Instruction: Turn every line of the items below into one numbered list, skipping any blank lines. Leave the pictures out.

Excerpted records:
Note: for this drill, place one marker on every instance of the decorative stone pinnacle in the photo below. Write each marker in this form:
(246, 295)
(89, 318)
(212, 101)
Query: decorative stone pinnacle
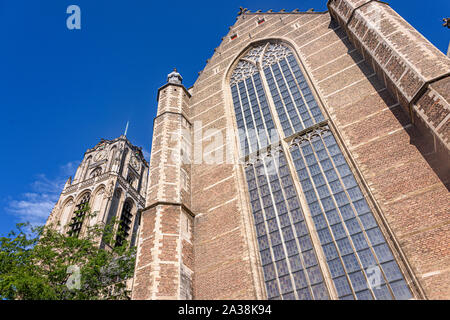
(174, 77)
(446, 22)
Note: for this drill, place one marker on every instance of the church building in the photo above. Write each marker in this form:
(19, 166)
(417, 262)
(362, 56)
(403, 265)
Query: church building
(310, 160)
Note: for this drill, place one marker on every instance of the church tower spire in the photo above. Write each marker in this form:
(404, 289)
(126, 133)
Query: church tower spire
(164, 264)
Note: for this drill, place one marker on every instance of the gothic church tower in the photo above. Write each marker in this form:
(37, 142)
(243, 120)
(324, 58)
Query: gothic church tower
(112, 179)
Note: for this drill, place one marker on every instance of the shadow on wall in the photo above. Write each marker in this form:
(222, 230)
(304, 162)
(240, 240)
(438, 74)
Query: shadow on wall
(438, 159)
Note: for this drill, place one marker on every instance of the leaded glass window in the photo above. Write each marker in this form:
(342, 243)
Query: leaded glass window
(271, 94)
(125, 224)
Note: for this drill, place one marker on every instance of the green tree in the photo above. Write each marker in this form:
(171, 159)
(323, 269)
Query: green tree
(39, 263)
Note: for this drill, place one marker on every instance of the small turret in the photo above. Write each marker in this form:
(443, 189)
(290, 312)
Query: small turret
(174, 77)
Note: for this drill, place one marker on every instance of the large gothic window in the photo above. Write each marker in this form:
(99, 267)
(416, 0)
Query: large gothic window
(79, 215)
(272, 99)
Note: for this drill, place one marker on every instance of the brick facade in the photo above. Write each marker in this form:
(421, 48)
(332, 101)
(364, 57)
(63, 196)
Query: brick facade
(384, 88)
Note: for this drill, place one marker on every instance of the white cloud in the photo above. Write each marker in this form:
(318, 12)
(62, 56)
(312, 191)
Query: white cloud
(36, 205)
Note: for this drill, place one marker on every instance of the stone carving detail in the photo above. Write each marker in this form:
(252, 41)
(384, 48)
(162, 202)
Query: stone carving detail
(270, 53)
(317, 132)
(272, 151)
(274, 53)
(243, 70)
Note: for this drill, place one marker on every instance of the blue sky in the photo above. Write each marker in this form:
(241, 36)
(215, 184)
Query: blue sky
(62, 90)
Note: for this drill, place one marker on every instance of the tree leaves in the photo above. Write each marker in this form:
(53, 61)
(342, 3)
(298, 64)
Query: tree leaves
(34, 264)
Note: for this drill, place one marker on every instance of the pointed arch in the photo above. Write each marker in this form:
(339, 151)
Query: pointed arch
(299, 169)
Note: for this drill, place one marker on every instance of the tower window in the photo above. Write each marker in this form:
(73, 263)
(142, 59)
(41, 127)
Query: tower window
(124, 224)
(96, 172)
(131, 179)
(79, 215)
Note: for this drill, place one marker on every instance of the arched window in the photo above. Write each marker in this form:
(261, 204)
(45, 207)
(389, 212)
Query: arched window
(79, 215)
(96, 172)
(272, 99)
(125, 224)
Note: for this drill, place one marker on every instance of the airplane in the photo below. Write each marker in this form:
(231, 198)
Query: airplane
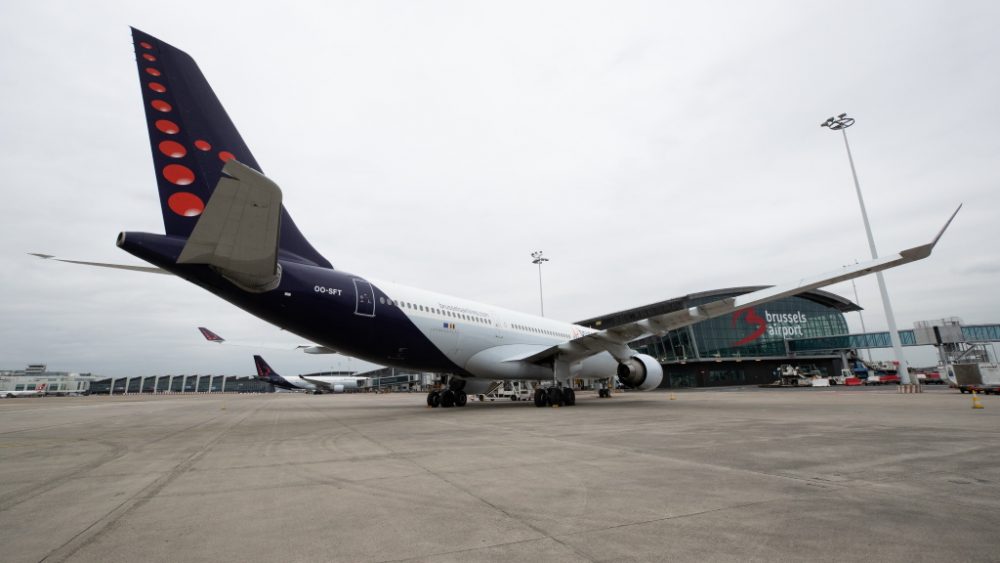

Response to this exercise:
1. Note: for this drill, place one marker on every instance of the decorative stone pinnacle in the photo below. Write each marker in this form:
2. (246, 295)
3. (89, 318)
4. (212, 101)
5. Query: decorative stone pinnacle
6. (174, 77)
7. (446, 22)
8. Note: for this drill, place one marker on every instance of the church building in the photo above. Write each marker in this form:
9. (19, 166)
10. (417, 262)
11. (362, 56)
12. (403, 265)
13. Query: church building
14. (310, 160)
15. Note: for this drill, place one marker on every instance of the church tower spire in the photo above. Write each marker in this form:
16. (404, 289)
17. (126, 133)
18. Query: church tower spire
19. (164, 264)
20. Note: for this drill, place one marker on every instance of the gothic church tower in the photo above. Write each marker in this form:
21. (37, 142)
22. (243, 120)
23. (324, 58)
24. Query: gothic church tower
25. (112, 179)
26. Note: for this drill, place one marker on every instance of the shadow on wall in the photo above. Write each marker in this form:
27. (222, 230)
28. (304, 162)
29. (240, 240)
30. (438, 74)
31. Query: shadow on wall
32. (438, 159)
33. Note: for this drill, place one marker on every instance of the leaded glass window in the photo above. Write each marker in this form:
34. (342, 243)
35. Query: leaded glass window
36. (271, 94)
37. (125, 224)
38. Note: for this drill, place one marker on every instance of the green tree in the photo above. Write each marker in this form:
39. (171, 159)
40. (323, 269)
41. Query: green tree
42. (39, 263)
43. Note: for this drill, place one marker on every instance of the small turret in the photo above. Write each marker in this form:
44. (443, 189)
45. (290, 312)
46. Query: small turret
47. (174, 77)
48. Note: for this drill, place one marker on every instance of the large gothic window in the photo above. Write each marker in this form:
49. (99, 267)
50. (416, 0)
51. Query: large gothic window
52. (79, 215)
53. (272, 99)
54. Note: for this drill, place one marker on every instance of the brick facade in the photo above. Write each marker in this form:
55. (421, 48)
56. (332, 101)
57. (364, 57)
58. (63, 196)
59. Query: brick facade
60. (384, 88)
61. Note: for this drill, place one marker on every instance of the white cloud in the photo above. Write each marker in this form:
62. (318, 12)
63. (62, 56)
64. (312, 191)
65. Query: white cloud
66. (36, 205)
67. Note: for this drill, place one marker on every instance of the stone carving detail in the photo above. Write each marker in this form:
68. (252, 41)
69. (384, 48)
70. (162, 202)
71. Query: stone carving detail
72. (270, 53)
73. (317, 132)
74. (272, 151)
75. (274, 53)
76. (243, 70)
77. Note: for this drill, place one marker on every instance of the blue sky in the photo above. Write each marker in this form:
78. (241, 36)
79. (215, 184)
80. Query: blue sky
81. (62, 90)
82. Note: for this drill, place one marker on every instance of the tree leaves in the photo above. Write each marker in this form:
83. (53, 61)
84. (342, 3)
85. (298, 64)
86. Query: tree leaves
87. (34, 264)
88. Note: for this drill, place one marker on every instance of the pointed arch in the photo above. Write each marker in this form:
89. (339, 151)
90. Query: pointed arch
91. (299, 169)
92. Note: for this drill, place one marker on every instance of the tower window in the photo above. Write each marker in this form:
93. (73, 263)
94. (142, 59)
95. (41, 127)
96. Query: tower window
97. (124, 224)
98. (96, 172)
99. (131, 179)
100. (79, 215)
101. Note: for this drill, place one marker on every instance of the arched window in the photo above. Write each marker in this form:
102. (261, 204)
103. (45, 207)
104. (389, 212)
105. Query: arched window
106. (79, 215)
107. (96, 172)
108. (272, 99)
109. (125, 224)
110. Note: for this drill, place one marker on every instance of the airplane in the photo below. Write each marker in this form:
111. (231, 198)
112. Query: airplane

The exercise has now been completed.